[Assignment]:
Records follow. Pull out every line that contains "instance".

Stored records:
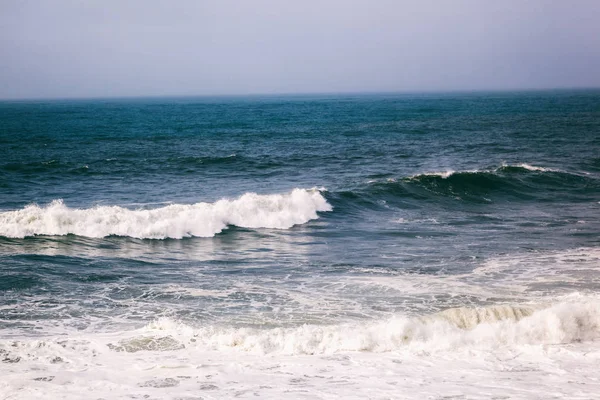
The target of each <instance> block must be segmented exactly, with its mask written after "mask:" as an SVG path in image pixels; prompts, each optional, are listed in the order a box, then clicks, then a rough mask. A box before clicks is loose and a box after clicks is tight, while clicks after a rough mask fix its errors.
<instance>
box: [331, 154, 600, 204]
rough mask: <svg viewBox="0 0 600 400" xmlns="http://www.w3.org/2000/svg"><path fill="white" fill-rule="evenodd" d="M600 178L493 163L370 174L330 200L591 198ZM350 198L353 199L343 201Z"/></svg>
mask: <svg viewBox="0 0 600 400" xmlns="http://www.w3.org/2000/svg"><path fill="white" fill-rule="evenodd" d="M599 193H600V180H599V179H598V178H597V177H595V176H594V175H591V174H585V173H573V172H567V171H562V170H558V169H551V168H542V167H536V166H531V165H528V164H515V165H502V166H500V167H497V168H489V169H481V170H464V171H445V172H432V173H422V174H416V175H412V176H407V177H402V178H386V179H375V180H372V181H369V182H368V183H366V184H364V185H362V186H359V187H355V188H353V189H352V190H350V191H341V192H339V193H336V194H332V197H334V198H335V199H332V201H333V202H334V204H335V205H336V206H338V202H339V203H340V204H339V205H341V206H345V207H347V208H353V207H355V206H356V204H362V205H364V206H366V207H369V208H379V207H380V206H381V204H382V201H385V204H395V205H397V206H400V207H402V208H414V207H419V204H421V205H422V204H424V203H426V204H431V203H434V204H446V203H447V202H448V201H460V202H469V203H484V204H485V203H490V202H497V203H499V202H503V201H525V202H527V201H536V202H560V201H565V200H570V201H593V200H594V199H595V198H596V197H597V196H598V194H599ZM347 202H353V203H355V204H352V205H350V204H345V203H347Z"/></svg>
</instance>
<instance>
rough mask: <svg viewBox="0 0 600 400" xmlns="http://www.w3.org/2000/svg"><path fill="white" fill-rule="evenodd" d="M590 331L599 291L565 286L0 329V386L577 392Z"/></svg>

[Solution to this exercise]:
The target of each <instance> block must be segmented exactly, with its mask written after "mask:" as an SVG path in image pixels; prompts, each optional, are listed in the order a box, then clicks, then a rough mask. A box before clicks is loose and a box after clicks is tight, while clicks after a rough mask fix its errors.
<instance>
</instance>
<instance>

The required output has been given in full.